Write out every line of the material below again, shifting each outline by adding 112 to every one of its coordinate numbers. Keep all other lines unchanged and leave the pictures out.
** Start Supplied material **
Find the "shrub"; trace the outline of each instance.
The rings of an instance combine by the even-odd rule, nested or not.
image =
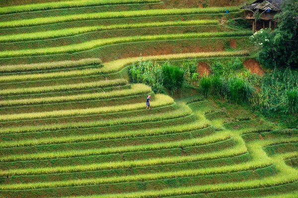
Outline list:
[[[207,98],[211,92],[211,78],[204,74],[201,79],[201,88],[202,91],[206,98]]]
[[[287,91],[287,99],[288,112],[292,114],[298,112],[298,90]]]
[[[219,61],[217,61],[211,65],[211,70],[216,75],[221,75],[224,71],[224,64]]]
[[[252,97],[254,89],[249,83],[240,77],[228,79],[230,99],[234,103],[246,101]]]
[[[195,61],[186,60],[183,61],[182,68],[185,70],[184,76],[189,84],[195,84],[199,77]]]
[[[168,62],[162,65],[163,86],[172,95],[182,86],[185,80],[184,72],[184,69],[174,66]]]
[[[214,94],[218,96],[221,96],[223,93],[223,79],[218,76],[215,76],[212,78],[212,88]]]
** End Supplied material **
Exercise solution
Find the "shrub"; trace the outline of each instance.
The rings of an instance combine by the even-odd rule, nested or not.
image =
Outline list:
[[[319,210],[323,204],[323,190],[316,186],[313,191],[313,200],[314,203],[318,210]]]
[[[399,203],[399,211],[400,224],[404,226],[410,224],[410,202]]]
[[[331,173],[329,173],[323,177],[323,182],[328,187],[333,187],[336,183],[336,176]]]
[[[364,209],[366,201],[361,195],[352,189],[340,191],[342,211],[346,215],[358,213]]]
[[[307,173],[298,172],[295,173],[294,180],[297,182],[296,188],[301,196],[307,196],[311,189]]]
[[[280,174],[274,177],[275,198],[284,207],[294,198],[297,192],[296,184],[296,181],[286,178]]]
[[[326,206],[330,208],[333,208],[335,205],[335,191],[330,188],[327,188],[324,190],[324,200]]]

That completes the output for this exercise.